* **SUPPLIED TEXT**:
((
Gyrus of the occipital lobe of the brain

The lingual gyrus, also known as the medial occipitotemporal gyrus, is a brain structure that is linked to processing vision, especially related to letters. It is thought to also play a role in analysis of logical conditions (i.e., logical order of events) and encoding visual memories. It is named after its shape, which is somewhat similar to a tongue. Contrary to the name, the region has little to do with speech.

It is believed that a hypermetabolism of the lingual gyrus is associated with visual snow.

==Location==
The lingual gyrus of the occipital lobe lies between the calcarine sulcus and the posterior part of the collateral sulcus; behind, it reaches the occipital pole; in front, it is continued on to the tentorial surface of the temporal lobe, and joins the parahippocampal gyrus.

== Function ==

===Role in vision===
This region is believed to play an important role in vision and dreaming. Visual memory dysfunction and visuo-limbic disconnection have been shown in cases where the lingual gyrus has been damaged (due to stroke or other traumatic brain injuries). Further, impaired visual memory is related to either damage to the region or disconnections between the gyrus and other brain structures. Hypermetabolism in the lingual gyrus has been associated with visual snow syndrome.

Lingual gyrus activation has been linked to encoding of complex images. Subjects were scanned using fMRI while looking at pictures. The images were emotionally neutral, with no people in close-up. Subjects were tasked with memorizing the images for recognition at a later date. Data from the fMRI showed activation in several structures, notably the lingual gyrus. Similar activation was recorded during the recollection several weeks later. It has also been shown that activation of the ventral occipitotemporal cortex, including the lingual gyrus, is related to the processing of visual information about parts of human faces. Furthermore, the left lingual gyrus activates during memorizing and maintaining images of human faces in working memory.
))
* **WHAT YOU WILL DO**: From the lingual gyrus text, print the part starting at "The lingual gyrus, also" and ending at "do with speech." word for word. The rows after the lingual gyrus text aren't needed for anything here.

* **RECORDS SHOWN**:
((
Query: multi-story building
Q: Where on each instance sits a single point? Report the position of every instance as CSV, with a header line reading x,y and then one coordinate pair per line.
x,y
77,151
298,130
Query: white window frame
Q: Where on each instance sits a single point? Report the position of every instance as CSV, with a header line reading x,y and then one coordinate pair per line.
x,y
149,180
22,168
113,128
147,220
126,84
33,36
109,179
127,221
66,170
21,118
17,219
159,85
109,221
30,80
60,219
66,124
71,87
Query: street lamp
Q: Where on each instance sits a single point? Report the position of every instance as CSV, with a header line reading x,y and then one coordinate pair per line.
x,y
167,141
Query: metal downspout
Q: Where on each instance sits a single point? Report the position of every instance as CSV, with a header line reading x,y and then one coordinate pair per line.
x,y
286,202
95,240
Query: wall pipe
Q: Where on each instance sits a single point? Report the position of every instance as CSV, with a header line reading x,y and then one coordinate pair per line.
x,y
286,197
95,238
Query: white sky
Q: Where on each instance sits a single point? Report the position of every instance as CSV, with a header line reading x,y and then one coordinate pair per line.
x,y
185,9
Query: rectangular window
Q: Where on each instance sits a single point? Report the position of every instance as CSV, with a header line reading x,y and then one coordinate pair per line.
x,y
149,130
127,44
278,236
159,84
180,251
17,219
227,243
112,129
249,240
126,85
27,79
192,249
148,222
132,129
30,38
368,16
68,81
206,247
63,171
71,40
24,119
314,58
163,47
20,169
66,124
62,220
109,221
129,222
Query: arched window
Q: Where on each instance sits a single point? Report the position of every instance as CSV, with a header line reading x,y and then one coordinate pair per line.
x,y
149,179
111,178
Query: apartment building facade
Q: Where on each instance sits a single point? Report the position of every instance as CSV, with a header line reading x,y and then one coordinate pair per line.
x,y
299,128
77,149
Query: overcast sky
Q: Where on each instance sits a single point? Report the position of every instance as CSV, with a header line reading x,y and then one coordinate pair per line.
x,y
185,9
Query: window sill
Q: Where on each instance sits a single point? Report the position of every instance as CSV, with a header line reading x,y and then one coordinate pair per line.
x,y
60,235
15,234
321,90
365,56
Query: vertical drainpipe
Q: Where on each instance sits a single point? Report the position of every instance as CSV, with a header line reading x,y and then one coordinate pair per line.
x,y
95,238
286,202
))
* **SOLVED EXERCISE**:
The lingual gyrus, also known as the medial occipitotemporal gyrus, is a brain structure that is linked to processing vision, especially related to letters. It is thought to also play a role in analysis of logical conditions (i.e., logical order of events) and encoding visual memories. It is named after its shape, which is somewhat similar to a tongue. Contrary to the name, the region has little to do with speech.